Excerpted text:
+ + + + +

# the journey to get paxton



## dr.jaimie (Mar 23, 2004)

So everything started fine, we were making great time. Karen(the p's aunty) were going to be an hour early until we hit the Dallas cowboy game traffic. then it was crunch time. May Ann called to say she was at the airport and having a difficult time finding the building Paxton was to arrive at. So as we sat in traffic, Mary Ann was so kind to go on a hunt for this Delta Cargo building. We arrived at the airport and went to the wrong place and then Mary Ann finally found the building (poor signage at this airport) and we me her there. Here is a pic of Mary Ann, Coco and I:
[attachment=28170:maryann.jpg]

They finally brought out Paxton and she was so happy to see us..not scared at all. Her carrier was clean...i was so proud she held it on her journey. I put down a potty pad at the cargo place and Paxton took off running and we had to chase her! So i guess she didnt have to go LOL. Here is a pic of Karen and I before we left the airport:
[attachment=28171:jkp.jpg] 

Mary Ann was such a sweet woman..look forward to meeting her again. She was so helpful..without her I dont know if we would have found Paxton. And Coco was even more adorable in person!

so there we go to leave back home and we stop for some gas. I was pumping the tank and the nozzle kept clicking like it was full and i hadnt put in any yet. so i backed it out a little and gasoline spewed toward me and flooded my left leg on my jeans. I was not happy and no way could we drive 3 hours with that smell. so i doused my leg with water and we headed out to find a store to get a pair of pants. Somehow this whole process delayed us 2 hrs from leaving i dont know how. But i stopped into a sporting goods store and bought my pants and changed in the bathroom and even doused my leg in hand santizer. the smell seemed to be gone! whew!

+ + + + +

Information supplied:
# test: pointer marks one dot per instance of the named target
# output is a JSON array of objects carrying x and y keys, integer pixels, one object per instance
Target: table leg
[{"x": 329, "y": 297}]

+ + + + +

Task description: In the forum post about picking up Paxton, which building at the airport did Mary Ann go looking for?

The answer: The Delta Cargo building.